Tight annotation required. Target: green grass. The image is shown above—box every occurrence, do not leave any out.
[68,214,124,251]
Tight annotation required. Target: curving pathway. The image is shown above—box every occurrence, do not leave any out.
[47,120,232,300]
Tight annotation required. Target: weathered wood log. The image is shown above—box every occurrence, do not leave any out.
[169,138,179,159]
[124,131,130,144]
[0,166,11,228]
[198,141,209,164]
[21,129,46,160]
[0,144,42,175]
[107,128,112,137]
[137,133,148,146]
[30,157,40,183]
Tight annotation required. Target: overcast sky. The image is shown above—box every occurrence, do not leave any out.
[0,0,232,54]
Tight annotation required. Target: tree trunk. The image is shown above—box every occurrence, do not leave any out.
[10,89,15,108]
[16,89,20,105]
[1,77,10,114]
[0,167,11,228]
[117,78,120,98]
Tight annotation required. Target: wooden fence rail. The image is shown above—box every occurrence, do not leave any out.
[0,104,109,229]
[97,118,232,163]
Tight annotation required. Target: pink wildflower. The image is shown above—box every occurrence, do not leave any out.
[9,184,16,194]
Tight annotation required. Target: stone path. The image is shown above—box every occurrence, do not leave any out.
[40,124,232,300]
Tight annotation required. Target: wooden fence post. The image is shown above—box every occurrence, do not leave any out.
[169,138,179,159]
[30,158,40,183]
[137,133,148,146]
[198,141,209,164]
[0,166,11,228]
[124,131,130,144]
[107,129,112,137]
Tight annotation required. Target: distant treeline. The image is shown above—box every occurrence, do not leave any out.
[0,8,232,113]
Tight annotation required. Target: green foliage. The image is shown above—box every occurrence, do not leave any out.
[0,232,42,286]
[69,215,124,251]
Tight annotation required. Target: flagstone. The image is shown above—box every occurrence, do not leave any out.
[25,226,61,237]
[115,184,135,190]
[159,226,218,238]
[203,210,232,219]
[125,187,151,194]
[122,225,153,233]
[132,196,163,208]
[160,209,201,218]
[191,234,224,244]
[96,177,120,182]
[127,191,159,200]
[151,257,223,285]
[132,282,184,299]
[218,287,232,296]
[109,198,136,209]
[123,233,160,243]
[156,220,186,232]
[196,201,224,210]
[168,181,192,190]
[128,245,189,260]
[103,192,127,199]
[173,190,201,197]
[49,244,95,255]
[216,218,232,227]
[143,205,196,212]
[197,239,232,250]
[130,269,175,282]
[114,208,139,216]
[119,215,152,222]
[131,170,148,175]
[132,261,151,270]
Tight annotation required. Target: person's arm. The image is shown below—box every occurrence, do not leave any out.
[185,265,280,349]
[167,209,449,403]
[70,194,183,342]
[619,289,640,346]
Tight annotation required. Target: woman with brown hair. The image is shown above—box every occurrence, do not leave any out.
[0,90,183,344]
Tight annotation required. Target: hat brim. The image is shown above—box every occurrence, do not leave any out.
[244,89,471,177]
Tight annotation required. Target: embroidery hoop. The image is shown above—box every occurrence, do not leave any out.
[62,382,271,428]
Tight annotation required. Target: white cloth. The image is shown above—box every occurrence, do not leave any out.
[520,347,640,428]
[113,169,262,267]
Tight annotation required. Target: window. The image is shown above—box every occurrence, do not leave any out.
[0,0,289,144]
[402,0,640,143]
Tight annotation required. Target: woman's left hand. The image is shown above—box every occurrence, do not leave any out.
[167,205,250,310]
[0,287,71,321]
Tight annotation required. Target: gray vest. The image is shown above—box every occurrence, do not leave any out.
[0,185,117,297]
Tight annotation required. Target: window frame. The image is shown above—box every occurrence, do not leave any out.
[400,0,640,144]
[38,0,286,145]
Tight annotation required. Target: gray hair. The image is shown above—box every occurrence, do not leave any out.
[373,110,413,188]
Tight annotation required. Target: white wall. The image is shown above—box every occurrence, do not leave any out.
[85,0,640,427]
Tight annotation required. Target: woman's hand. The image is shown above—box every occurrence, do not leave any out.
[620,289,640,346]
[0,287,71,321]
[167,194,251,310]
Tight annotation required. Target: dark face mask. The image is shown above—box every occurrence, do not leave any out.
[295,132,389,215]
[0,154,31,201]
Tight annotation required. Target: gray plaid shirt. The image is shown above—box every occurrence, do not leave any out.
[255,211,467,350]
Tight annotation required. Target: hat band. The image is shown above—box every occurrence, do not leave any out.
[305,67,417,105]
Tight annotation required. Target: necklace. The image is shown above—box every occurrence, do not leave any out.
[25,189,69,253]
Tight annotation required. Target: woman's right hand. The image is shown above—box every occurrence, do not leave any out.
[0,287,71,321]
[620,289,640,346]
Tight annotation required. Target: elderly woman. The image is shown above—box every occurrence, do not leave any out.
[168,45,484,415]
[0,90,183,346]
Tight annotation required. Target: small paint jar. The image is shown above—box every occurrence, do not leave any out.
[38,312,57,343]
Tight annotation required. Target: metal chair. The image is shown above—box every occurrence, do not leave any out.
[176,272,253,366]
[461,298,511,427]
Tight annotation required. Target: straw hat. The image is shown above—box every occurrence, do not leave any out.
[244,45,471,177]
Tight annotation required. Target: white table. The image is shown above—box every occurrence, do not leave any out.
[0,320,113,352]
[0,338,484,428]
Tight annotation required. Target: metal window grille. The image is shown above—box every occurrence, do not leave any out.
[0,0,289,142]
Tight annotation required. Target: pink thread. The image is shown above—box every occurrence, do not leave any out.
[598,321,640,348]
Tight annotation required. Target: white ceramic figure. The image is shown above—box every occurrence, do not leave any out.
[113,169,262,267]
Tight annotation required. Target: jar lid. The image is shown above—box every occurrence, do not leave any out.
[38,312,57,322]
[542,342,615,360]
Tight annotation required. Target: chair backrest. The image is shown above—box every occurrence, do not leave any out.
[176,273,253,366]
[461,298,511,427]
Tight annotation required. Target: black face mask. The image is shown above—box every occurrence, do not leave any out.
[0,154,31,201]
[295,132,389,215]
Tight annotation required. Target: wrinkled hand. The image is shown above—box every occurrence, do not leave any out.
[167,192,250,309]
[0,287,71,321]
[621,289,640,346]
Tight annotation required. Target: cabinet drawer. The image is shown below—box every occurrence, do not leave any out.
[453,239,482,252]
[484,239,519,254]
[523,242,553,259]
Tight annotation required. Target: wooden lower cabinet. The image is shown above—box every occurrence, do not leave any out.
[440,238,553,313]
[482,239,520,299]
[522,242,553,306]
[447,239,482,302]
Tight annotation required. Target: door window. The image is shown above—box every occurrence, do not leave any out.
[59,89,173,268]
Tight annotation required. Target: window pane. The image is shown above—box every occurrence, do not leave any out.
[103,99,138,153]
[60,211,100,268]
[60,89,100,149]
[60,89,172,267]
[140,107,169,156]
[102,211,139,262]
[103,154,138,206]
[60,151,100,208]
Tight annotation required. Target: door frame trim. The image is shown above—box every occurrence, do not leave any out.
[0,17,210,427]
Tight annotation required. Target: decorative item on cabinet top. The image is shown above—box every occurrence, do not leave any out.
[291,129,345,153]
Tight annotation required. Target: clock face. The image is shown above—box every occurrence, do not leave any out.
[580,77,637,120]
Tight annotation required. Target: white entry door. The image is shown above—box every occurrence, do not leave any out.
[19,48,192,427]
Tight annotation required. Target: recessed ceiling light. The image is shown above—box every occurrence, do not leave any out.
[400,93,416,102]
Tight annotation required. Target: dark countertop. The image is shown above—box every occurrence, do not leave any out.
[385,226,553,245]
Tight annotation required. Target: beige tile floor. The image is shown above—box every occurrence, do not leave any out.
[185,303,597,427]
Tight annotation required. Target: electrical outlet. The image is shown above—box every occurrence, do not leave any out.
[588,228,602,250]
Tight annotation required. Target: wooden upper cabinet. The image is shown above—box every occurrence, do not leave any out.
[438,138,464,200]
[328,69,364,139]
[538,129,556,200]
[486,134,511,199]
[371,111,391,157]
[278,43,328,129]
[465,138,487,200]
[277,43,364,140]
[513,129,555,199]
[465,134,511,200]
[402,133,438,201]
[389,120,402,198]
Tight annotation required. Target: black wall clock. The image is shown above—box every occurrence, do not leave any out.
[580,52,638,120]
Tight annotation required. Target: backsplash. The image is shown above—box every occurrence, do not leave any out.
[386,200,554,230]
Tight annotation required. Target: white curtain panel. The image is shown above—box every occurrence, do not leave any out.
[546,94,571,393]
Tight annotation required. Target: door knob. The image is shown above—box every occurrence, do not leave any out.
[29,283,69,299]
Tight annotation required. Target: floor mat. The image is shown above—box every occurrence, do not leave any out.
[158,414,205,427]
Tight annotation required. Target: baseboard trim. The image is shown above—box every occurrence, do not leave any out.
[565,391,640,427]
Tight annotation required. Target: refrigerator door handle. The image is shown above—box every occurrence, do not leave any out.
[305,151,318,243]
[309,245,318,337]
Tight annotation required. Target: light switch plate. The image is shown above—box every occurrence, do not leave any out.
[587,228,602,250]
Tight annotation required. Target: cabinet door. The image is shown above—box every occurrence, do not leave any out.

****************************************

### WRITTEN INSTRUCTION
Convert the records, from the line containing "Tight annotation required. Target: gray plaid" through the line containing "[244,45,471,177]" (both lines included), into a two-column CSV with the columns text and answer. Write one row for each record, with each value in one quoted field and any line breaks replaced by spaces.

### THE RESULT
text,answer
"Tight annotation required. Target: gray plaid shirt. The image is shown above—box every occurrence, do not leave any out.","[255,211,467,350]"
"Tight annotation required. Target: hat band. The image is shown above—box every occurrence, do not leave any out.","[305,67,417,105]"
"Tight annotation required. Target: necklace. The image is shown above—box every occurrence, do not leave any out.","[25,189,69,253]"
"Tight annotation required. Target: woman's right hand. The image is shown above—box every occurrence, do not leave any out.","[0,287,71,321] [620,289,640,346]"
"Tight annotation required. Target: elderly woman. The image is shown above—box every occurrence, do not leave any out.","[168,45,484,415] [0,90,183,346]"
"Tight annotation required. Target: small paint jar. The image is shown above—box every occurrence, do not leave any out.","[38,312,57,343]"
"Tight annotation required. Target: metal chair. The image is shown above—box every occurrence, do not leave any out.","[176,272,253,366] [461,298,511,427]"
"Tight annotation required. Target: straw hat. The image is shown above—box every occurrence, do not leave any out.","[244,45,471,177]"